== TEXTO DE REFERENCIA ==

Los bosques primarios crean microclimas, favorecen las precipitaciones y son cruciales ante la emergencia climática. La mayor parte de los países no los protegen, con excepciones como Ecuador, Bolivia y Nueva Zelanda

Tala de Árboles
‘Sycamore Gap’, arce centenario pegado al muro de Adriano, en Once Brewed, Reino Unido, apareció talado el pasado 28 de septiembre.LEE SMITH (REUTERS)

===
== FILAS DE REGISTROS ==

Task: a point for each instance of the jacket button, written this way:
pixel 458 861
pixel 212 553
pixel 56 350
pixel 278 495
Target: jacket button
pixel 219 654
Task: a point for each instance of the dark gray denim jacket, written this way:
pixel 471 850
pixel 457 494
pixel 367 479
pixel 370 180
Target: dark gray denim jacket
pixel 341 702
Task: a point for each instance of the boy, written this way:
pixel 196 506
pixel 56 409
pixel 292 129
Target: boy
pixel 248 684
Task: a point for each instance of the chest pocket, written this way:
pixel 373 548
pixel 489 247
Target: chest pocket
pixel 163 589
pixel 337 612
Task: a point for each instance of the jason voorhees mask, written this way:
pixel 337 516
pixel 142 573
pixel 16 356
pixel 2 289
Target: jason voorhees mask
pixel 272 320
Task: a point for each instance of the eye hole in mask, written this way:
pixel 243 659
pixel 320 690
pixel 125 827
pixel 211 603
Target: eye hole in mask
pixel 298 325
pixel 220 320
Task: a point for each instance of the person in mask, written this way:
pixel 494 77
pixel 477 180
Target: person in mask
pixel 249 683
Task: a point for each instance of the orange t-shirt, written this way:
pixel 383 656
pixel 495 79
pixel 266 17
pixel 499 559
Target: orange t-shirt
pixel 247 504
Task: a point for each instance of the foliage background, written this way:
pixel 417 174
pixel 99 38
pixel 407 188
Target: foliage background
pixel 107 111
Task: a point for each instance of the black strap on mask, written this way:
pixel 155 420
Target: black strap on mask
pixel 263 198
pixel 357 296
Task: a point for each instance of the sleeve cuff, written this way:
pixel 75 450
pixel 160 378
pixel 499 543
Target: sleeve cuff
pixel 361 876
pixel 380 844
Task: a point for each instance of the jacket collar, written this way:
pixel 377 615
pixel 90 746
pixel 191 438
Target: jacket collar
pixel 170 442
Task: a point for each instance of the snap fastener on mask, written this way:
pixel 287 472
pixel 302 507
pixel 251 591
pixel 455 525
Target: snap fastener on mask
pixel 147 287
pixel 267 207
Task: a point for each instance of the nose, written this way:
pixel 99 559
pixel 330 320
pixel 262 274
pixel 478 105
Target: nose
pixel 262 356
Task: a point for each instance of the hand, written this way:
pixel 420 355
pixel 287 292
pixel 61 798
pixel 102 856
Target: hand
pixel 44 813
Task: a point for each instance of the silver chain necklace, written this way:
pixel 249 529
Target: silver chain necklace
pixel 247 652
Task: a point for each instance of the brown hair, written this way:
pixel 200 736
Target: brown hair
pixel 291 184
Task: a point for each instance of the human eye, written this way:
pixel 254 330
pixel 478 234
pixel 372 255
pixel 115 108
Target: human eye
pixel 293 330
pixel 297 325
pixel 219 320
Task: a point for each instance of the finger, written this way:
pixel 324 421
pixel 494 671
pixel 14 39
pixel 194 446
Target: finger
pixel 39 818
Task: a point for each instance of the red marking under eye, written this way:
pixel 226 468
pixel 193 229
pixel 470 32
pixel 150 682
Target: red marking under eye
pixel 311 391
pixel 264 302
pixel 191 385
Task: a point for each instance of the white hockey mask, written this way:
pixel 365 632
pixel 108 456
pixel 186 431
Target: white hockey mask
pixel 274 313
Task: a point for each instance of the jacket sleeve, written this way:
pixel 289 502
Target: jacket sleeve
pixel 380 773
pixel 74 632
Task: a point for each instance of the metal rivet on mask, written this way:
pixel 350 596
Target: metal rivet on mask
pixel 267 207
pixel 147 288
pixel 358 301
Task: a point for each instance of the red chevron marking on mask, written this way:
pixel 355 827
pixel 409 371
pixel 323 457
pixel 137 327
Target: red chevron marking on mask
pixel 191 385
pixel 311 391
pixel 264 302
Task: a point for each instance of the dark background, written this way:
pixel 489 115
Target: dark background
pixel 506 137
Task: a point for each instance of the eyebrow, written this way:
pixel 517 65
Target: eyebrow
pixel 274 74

===

**TAREAS POR HACER:**
A) Según el texto sobre los bosques primarios, ¿qué países son excepciones a la falta de protección de esos bosques? Menciónalos todos.
B) Retoma el texto sobre los bosques primarios y continúalo a partir de su última oración.

**RESPUESTAS DADAS:**
A) Ecuador, Bolivia y Nueva Zelanda.

B)
En una aldea del norte de España han cortado un roble centenario. Tenía un tronco de casi cinco metros de diámetro y un porte monumental. Era un árbol apreciado por caminantes y ecologistas de la zona. Dicen algunos vecinos que quizá lo haya tumbado un maderero local para venderlo como leña. Quién sabe si con autorización municipal o apenas el consentimiento de los propietarios de las fincas. Quien lo haya talado lo cortó, quizás, porque puede hacerlo con total impunidad. La tala de este roble es un pequeño ejemplo de la desprotección de los árboles. Rilke consolaba su sentido de impermanencia con la certeza de “un árbol en la ladera al que volver todos los días”. Hoy nadie podría garantizar tal cosa. Que se lo cuenten al arce ‘Sycamore Gap’, talado a traición en Reino Unido. Un árbol, cualquiera, es también todos los árboles.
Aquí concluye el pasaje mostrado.